(TASKS TO CARRY OUT):
(1) In the article about North Tamworth's new president, under whom did Peter Artis serve as the Bears' vice-president?
(2) Return the stretch of the North Tamworth Bears article from "But it was not" through "for his son.".
(3) Carry the article on Peter Artis and the North Tamworth Bears forward from its last sentence.

(STUDY TEXT):
It's a heartwarming story whose latest chapter emerged from the bleakest of times.
Following his appointment as North Tamworth's new president, Peter Artis has recalled how his involvement with the Bears stems from their embrace of his disabled son, David.
And the retired financial services worker also revealed that he will continue the legacy of the Bears' late president, Jody Cooper, by doing what he did: run the footy operations and let the coaching staff run the sides.
Artis was the Bears' vice-president under Cooper, who passed away suddenly this year.
His association with the club dates back the '80s, when his younger brother Michael played first grade for Norths.
But it was not until last decade, when Norths coach Brad McManus arranged for Artis's disabled son David to run water for the Bears' top-grade side, that his connection with the club became deep-rooted.
He said it was an "honour" to be in charge of one of the region's most high profile and successful clubs, whom he wanted to help after they did so much for his son.
When the Bears took David "under their wing", Artis said, they showed themselves to be "a big family".
"They all operate together and everything's cohesive," he said, adding: "It's one of the most cohesive clubs I've been involved in, and I've been involved in a few clubs over a lot of years." (Artis was treasurer of Oxley Bowling Club when it sponsored the Bears.)

[Point-per-instance localization data]
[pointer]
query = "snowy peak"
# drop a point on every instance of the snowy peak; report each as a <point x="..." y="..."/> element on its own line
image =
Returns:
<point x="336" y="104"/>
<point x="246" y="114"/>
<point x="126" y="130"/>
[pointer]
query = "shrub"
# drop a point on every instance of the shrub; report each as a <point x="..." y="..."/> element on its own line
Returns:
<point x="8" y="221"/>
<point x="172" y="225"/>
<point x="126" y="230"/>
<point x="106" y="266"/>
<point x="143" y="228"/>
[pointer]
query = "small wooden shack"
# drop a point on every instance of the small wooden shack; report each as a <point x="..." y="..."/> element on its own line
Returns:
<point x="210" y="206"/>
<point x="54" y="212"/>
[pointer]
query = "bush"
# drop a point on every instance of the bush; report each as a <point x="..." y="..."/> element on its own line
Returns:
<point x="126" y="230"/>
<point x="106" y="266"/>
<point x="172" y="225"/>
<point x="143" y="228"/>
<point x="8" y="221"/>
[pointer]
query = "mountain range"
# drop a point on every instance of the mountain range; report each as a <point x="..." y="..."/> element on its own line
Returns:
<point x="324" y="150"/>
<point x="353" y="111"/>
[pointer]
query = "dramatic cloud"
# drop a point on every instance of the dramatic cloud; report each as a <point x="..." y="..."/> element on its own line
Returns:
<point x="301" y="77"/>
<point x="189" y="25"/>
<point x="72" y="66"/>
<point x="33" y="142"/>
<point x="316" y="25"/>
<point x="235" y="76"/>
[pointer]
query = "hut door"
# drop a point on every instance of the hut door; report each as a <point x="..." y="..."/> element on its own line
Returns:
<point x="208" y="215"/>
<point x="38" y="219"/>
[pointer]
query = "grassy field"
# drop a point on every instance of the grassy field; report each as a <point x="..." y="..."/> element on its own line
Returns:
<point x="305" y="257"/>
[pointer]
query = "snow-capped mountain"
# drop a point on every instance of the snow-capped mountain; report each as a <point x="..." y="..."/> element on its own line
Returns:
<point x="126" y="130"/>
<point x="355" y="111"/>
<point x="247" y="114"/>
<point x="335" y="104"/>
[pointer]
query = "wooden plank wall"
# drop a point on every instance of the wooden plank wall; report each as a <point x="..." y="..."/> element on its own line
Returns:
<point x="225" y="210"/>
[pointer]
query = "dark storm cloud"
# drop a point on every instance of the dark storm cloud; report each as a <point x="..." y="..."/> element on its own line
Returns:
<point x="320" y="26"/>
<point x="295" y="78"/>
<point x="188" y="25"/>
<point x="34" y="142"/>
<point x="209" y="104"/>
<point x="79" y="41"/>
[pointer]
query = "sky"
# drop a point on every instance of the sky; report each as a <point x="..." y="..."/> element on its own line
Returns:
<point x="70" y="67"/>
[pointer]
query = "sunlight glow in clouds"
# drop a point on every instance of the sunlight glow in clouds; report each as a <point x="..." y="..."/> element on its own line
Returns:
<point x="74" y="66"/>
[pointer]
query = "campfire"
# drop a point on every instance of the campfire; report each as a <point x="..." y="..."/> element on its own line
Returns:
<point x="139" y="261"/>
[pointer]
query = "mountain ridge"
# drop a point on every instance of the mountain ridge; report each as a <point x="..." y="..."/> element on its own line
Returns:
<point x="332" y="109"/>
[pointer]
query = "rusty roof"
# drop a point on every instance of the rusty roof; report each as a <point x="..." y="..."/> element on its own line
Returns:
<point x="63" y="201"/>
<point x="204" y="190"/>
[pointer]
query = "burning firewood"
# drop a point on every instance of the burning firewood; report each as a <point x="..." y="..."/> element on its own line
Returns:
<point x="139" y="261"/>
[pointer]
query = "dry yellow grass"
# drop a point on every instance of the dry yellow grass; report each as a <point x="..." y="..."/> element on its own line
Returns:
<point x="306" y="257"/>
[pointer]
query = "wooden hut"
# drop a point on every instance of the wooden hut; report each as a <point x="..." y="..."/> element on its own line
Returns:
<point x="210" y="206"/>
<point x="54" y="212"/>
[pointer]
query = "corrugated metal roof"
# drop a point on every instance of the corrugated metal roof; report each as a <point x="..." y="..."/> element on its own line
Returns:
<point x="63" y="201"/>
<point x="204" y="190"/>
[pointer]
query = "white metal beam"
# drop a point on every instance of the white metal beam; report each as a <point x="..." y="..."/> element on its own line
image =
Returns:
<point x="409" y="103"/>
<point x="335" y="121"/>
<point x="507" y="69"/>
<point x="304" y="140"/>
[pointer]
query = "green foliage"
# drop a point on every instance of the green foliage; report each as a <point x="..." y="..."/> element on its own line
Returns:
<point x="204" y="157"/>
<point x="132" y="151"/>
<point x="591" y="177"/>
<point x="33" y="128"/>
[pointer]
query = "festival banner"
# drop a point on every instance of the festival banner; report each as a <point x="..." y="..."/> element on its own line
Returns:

(ANSWERS TO EACH TASK):
(1) Jody Cooper, the Bears' late president.

(2)
But it was not until last decade, when Norths coach Brad McManus arranged for Artis's disabled son David to run water for the Bears' top-grade side, that his connection with the club became deep-rooted.
He said it was an "honour" to be in charge of one of the region's most high profile and successful clubs, whom he wanted to help after they did so much for his son.

(3)
He said the Bears' impact on his 35-year-old son was "huge".
"They treat him as one of the boys ... he sees the boys down at the club and they look after him," Artis said, adding that David's involvement in the side made him "feel part of a social group".
When Group 4 resumes next season, after the 2020 season was cancelled due to COVID-19, the Bears will be chasing a seventh-straight premiership. Artis said the club would "most definitely" remain a force in the coming years.
McManus, Bears president prior to Cooper's reign, said Artis would "do a good job" but had "big shoes to fill".
"Jody was good for the club: he had his finger on the pulse," McManus said. "If ever anything needed doing, he was there to do it ... He'll be sorely missed."